Detection examples:
◆ ◆ ◆ ◆ ◆ ◆ ◆
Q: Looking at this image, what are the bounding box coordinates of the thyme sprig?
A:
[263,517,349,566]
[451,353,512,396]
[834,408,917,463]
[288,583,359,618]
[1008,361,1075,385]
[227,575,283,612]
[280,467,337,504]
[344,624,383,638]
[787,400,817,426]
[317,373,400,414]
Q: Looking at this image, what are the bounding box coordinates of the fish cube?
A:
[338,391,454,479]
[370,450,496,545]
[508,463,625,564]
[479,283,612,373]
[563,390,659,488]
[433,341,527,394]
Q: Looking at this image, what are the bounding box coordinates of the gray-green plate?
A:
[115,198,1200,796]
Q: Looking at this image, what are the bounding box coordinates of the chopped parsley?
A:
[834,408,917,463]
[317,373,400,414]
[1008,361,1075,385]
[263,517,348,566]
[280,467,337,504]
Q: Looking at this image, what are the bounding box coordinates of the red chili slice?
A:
◆ ◆ ◆ ◆ ◆ ◆ ◆
> _TASK REQUIREMENTS_: Reproduce every line of the items above, requests included. Multiply each bounding-box coordinate in the answers by 1.3 and round it to the nearest whole number, rounding halves up.

> _FULL RESPONSE_:
Q: Looking at this image, what are the bounding box coordinates of the thyme sprig?
A:
[342,672,454,736]
[586,459,666,515]
[1084,530,1192,602]
[374,758,467,803]
[1310,469,1398,501]
[295,748,368,796]
[364,607,438,655]
[447,811,498,829]
[1023,520,1062,554]
[412,485,520,538]
Q: Looking at this image, what are the bounding box coordinates of the fish cube?
A:
[439,508,590,623]
[481,585,645,709]
[660,602,813,733]
[623,368,796,485]
[732,507,857,634]
[563,443,685,512]
Q: Looking at this image, what are the bounding box coordinates of the gray-green plate?
A:
[150,257,1560,1035]
Q: Looking at this image, what are the bounding box coordinates of the chopped parsley?
A:
[1084,530,1192,602]
[412,485,520,538]
[1310,469,1398,501]
[342,672,452,736]
[364,607,438,655]
Q: Looking at this image, what are the bounding box coordinates of the red chili slice?
A:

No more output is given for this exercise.